WHAT YOU WILL DO:
Quote the records that follow in full, leaving the pictures out.

(Image-grounded pointing data)

Content starts

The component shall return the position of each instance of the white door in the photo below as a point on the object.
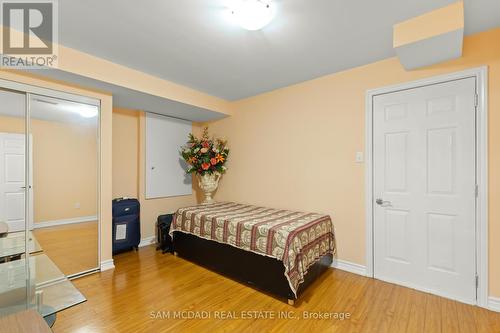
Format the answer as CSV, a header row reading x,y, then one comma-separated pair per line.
x,y
12,182
424,178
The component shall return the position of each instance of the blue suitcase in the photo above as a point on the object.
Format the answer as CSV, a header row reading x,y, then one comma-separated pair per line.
x,y
126,224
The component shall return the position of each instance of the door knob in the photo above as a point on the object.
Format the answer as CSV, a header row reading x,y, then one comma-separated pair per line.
x,y
383,203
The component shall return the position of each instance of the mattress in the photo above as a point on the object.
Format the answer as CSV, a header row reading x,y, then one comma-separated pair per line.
x,y
298,239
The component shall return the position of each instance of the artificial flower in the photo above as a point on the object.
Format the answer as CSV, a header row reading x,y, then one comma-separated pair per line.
x,y
219,158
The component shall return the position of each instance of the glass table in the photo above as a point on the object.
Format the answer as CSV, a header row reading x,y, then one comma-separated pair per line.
x,y
47,289
12,246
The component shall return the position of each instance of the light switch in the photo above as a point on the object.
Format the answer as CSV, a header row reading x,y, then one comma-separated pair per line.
x,y
359,157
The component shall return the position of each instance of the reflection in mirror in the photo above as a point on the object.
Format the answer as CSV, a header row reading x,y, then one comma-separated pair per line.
x,y
65,159
14,285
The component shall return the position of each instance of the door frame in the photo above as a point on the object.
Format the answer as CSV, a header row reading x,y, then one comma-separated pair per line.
x,y
32,89
481,246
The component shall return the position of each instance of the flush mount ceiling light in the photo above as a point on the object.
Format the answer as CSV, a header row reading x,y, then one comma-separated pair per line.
x,y
253,14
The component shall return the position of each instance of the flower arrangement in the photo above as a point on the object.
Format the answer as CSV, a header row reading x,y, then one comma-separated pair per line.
x,y
205,155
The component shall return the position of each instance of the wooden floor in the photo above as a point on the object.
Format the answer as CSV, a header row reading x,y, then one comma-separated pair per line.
x,y
147,287
72,247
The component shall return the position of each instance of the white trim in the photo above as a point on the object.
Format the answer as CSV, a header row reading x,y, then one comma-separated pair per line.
x,y
480,74
349,266
107,265
494,304
53,223
37,90
147,241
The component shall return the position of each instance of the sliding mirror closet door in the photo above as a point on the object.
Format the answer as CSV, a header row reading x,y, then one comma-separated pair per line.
x,y
65,181
16,278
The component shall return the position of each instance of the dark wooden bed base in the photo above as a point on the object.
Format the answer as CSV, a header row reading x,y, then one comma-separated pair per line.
x,y
260,272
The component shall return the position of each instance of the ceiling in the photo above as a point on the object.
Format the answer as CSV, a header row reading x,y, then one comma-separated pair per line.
x,y
195,42
133,99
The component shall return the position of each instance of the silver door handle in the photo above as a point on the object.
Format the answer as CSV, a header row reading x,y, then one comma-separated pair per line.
x,y
383,203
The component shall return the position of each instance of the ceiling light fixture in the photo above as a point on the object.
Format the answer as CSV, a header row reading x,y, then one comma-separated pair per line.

Content ends

EXERCISE OUTPUT:
The component shall return the position of each instance of the white door in the photo below as a point on the object.
Format the answer as CSV, a header row reading x,y, then one comma-separated pair per line.
x,y
12,182
424,178
The component shall return the position of each instance of the blue suitcase in the photo above as a point on the object.
Format the answer as CSV, a header row reading x,y, then one comma-separated pair per line.
x,y
126,224
The component shall return the position of each instance of the door knob in the photo above as a point on the object.
Format the answer as CSV, a header row reading x,y, then one comma-separated pair per line.
x,y
383,203
The component shall return the position of each instance of the mattress in the photo above as a point on the object.
Format the answer as CSV, a header row reading x,y, then one comma-separated pair per line.
x,y
298,239
The component shall return the position of each instance of the artificial flower in the photo above as a point on the object.
Format the answer as CSV, a header row reading x,y, then one comma-separated pair per line.
x,y
219,158
The component shall return the position of each instance of the glass table in the photo above as a point on the object.
Format the answer as CSV, a header row reading x,y, then one comma-separated pair per line.
x,y
47,289
12,246
The component shall return the position of each instance of the light switch in the photo above as a point on the object.
Format the answer as CSV, a header row reading x,y, then one comma-separated pair per line.
x,y
359,157
The component shall return the position of each instance of the reflection in mirror in the photo above as a point on the object.
Format the answer as CSV, a header row reading x,y, then one comma-separated pair per line.
x,y
65,159
14,285
The component shall return the position of each instance of the door frame in the photo above as a point on the object.
Format the answer as CSV, a header row reading x,y, then one comma-separated pair per line.
x,y
32,89
481,246
The component shall return the position of each instance of the flush mount ceiling light in the photo above as a point on the object.
Format the answer as CSV, a header row reading x,y, then one comma-separated pair per line.
x,y
253,14
The component shall return the position of each instance of the flower arrangement in the photo above as a point on the object.
Format the answer as CSV, a header row reading x,y, then one comma-separated pair per line.
x,y
205,155
The component shall return the position of each instance of the wooden floor in the photo above as a point on the object.
Format the answer as CSV, a header row reading x,y, then one comma-separated pair per line.
x,y
147,287
72,247
The component shall return the position of each instance of the white trim in the photo above as a point on the object.
Format the answer as CSV, a header row reading x,y, then one comma-separated pair per line.
x,y
480,74
349,266
107,265
494,304
53,223
37,90
147,241
The component shall return the position of each instance of the sliding mirror closet door in the photo above as a point on the object.
Format the answer as CSV, a header row reading x,y, then one comma-separated pair per line.
x,y
65,181
16,278
The component shall return the position of each instance of the dark wooden bed base in the photo above as a point on the object.
Format the answer as CSV, a header row reading x,y, then one comma-separated pair per line.
x,y
260,272
The component shall return the position of each instance of the ceiling in the photo above as a point on the object.
Format the answer as CSV, a header row reading x,y, then one comma-separated pair per line.
x,y
195,42
133,99
The component shall return the position of each instance of the silver door handle in the photo above as a point on the object.
Format the answer as CSV, a header row reading x,y, then one comma-separated pair per line.
x,y
383,203
The component shall return the position of each instance of the ceiling light fixture in the photo above as a point on the object.
Format the answer as CSV, a header row reading x,y, then one comma-separated pair per line.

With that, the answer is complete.